* BEGIN *
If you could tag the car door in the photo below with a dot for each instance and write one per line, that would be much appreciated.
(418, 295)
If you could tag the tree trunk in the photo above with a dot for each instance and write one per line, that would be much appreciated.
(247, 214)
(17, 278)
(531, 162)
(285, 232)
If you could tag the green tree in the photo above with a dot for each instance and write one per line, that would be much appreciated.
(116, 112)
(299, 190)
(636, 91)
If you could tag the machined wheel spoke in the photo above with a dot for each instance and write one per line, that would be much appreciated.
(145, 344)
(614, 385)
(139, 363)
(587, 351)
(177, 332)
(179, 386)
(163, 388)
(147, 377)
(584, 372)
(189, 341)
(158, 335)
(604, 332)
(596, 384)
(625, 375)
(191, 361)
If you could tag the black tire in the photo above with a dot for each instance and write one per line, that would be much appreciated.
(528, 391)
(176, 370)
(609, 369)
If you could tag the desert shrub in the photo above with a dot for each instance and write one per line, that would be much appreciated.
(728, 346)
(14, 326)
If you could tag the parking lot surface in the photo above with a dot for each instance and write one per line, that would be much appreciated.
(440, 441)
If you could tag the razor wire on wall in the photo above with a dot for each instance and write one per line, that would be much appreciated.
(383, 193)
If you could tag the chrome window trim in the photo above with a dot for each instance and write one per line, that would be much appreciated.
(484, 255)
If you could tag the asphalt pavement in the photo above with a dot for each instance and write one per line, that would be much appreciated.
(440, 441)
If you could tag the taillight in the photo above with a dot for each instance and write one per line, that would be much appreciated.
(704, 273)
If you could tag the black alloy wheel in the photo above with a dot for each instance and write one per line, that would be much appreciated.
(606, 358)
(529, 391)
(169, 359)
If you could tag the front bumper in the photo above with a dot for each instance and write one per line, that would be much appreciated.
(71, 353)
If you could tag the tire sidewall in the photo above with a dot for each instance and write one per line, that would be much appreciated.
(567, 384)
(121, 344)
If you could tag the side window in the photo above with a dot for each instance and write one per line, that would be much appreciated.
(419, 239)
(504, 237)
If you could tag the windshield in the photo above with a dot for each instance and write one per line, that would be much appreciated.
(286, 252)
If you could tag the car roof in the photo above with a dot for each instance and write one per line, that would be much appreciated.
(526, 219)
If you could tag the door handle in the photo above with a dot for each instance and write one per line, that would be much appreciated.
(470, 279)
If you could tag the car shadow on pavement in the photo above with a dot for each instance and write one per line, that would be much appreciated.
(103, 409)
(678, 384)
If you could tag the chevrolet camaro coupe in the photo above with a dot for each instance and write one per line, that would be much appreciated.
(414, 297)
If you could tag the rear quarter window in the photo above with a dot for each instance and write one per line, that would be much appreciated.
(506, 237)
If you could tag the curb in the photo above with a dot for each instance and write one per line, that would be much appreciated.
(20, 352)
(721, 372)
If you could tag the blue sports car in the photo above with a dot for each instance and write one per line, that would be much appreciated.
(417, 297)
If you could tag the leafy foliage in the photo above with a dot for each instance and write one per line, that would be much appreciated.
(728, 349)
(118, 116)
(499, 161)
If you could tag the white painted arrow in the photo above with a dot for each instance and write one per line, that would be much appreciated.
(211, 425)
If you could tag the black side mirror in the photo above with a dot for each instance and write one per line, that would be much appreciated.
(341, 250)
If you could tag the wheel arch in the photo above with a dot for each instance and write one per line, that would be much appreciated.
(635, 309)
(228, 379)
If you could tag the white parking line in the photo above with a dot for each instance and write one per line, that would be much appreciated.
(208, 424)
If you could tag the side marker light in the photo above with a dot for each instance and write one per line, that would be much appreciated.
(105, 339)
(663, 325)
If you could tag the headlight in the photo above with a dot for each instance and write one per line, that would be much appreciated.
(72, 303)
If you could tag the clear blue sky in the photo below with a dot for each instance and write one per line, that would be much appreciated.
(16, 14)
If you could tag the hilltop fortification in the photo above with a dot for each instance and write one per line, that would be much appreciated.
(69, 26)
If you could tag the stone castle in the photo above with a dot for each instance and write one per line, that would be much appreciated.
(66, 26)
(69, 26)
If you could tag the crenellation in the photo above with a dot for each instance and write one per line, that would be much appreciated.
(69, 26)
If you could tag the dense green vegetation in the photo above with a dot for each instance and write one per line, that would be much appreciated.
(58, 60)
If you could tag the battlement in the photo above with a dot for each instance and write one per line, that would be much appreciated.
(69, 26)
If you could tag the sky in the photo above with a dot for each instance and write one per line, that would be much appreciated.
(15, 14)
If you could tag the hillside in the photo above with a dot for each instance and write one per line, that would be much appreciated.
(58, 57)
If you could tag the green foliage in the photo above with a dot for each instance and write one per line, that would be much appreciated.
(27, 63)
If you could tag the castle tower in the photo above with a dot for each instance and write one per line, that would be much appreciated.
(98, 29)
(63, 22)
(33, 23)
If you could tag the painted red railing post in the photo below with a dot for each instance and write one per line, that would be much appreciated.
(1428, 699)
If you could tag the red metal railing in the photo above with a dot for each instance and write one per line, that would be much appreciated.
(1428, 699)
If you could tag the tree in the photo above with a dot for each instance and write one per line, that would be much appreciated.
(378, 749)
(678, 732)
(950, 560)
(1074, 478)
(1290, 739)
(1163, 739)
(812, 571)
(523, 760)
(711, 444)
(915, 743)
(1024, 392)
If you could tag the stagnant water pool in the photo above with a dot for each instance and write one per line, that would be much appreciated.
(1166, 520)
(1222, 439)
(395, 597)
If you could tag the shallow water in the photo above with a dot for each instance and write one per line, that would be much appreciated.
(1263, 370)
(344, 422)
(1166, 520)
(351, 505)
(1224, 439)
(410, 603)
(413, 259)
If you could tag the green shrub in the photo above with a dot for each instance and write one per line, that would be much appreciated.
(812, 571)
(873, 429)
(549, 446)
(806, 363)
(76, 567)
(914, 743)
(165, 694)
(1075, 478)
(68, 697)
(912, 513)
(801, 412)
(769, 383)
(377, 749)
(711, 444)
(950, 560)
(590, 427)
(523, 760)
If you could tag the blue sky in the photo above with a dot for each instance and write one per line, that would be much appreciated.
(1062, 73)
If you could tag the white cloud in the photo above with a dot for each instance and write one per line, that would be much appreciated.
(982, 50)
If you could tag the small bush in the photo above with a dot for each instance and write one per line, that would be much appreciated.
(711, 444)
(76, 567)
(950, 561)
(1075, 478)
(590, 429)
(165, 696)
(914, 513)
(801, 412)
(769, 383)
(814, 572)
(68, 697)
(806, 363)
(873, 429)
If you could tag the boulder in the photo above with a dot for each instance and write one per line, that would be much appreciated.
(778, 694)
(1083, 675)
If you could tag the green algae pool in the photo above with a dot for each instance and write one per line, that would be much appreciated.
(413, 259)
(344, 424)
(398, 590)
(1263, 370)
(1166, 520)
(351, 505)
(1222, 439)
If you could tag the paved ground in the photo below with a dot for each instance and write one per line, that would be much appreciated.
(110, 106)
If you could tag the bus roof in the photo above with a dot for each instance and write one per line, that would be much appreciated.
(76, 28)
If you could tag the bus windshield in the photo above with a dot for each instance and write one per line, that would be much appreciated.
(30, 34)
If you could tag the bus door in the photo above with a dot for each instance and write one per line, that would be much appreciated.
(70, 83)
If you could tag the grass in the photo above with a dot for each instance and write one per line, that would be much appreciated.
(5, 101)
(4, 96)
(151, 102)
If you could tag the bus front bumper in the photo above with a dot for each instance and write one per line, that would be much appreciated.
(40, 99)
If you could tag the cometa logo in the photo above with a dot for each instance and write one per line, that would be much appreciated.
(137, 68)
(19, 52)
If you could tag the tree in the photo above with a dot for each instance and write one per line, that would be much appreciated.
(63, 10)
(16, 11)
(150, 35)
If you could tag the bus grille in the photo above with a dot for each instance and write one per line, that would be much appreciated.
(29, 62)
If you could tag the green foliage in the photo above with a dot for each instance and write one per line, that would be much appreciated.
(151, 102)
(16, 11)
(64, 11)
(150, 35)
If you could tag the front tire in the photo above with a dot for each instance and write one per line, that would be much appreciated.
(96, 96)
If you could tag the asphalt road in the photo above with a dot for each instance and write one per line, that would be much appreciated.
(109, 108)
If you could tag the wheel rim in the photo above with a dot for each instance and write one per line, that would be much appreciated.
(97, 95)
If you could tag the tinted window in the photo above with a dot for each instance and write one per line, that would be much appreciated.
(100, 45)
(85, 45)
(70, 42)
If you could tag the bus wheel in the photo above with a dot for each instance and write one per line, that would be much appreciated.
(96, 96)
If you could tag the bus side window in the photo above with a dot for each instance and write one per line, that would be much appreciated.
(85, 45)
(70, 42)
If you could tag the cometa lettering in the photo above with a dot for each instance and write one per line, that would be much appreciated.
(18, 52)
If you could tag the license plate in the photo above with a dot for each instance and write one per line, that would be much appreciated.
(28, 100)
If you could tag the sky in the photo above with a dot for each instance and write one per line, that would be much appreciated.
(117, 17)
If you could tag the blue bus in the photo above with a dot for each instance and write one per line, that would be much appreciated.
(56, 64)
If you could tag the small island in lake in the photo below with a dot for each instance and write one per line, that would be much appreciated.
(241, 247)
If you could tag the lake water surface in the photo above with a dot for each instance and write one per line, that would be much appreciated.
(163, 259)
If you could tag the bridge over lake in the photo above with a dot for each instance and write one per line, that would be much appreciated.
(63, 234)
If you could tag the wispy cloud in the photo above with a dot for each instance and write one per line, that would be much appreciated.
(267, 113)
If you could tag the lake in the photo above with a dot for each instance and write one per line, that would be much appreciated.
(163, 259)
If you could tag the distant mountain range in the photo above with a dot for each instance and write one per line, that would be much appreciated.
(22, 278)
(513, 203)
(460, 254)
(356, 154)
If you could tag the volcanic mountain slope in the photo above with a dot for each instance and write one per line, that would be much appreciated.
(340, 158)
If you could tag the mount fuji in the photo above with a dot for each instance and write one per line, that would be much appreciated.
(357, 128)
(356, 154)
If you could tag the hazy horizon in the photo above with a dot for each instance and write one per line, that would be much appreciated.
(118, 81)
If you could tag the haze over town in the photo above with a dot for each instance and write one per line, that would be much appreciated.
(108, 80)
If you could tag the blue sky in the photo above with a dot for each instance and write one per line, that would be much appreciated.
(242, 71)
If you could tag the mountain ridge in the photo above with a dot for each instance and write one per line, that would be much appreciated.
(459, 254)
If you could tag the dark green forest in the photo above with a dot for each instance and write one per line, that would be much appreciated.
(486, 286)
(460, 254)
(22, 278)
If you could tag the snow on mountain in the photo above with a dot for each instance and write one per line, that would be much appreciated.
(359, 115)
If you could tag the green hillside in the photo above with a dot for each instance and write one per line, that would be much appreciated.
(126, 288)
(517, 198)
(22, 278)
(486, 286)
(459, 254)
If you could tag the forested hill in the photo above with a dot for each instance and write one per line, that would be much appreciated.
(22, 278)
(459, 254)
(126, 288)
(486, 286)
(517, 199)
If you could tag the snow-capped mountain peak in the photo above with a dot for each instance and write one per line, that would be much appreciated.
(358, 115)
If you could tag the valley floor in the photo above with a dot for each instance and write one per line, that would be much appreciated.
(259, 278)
* END *
> Exercise directions
From the line containing "If you could tag the forested" to the last line of the material, please quote every line exactly and only those.

> Expected answer
If you could tag the forested hill in the photo above with a dot for each instance and write one per line, that would be much appreciated.
(22, 278)
(459, 254)
(126, 288)
(486, 286)
(517, 199)
If you could tag the snow-capped mountain peak in the photo above with a dot for each instance and write one per line, that would be much appreciated.
(358, 115)
If you could tag the valley floor in the photo above with a dot for each instance and write one per line, that would be much appreciated.
(259, 278)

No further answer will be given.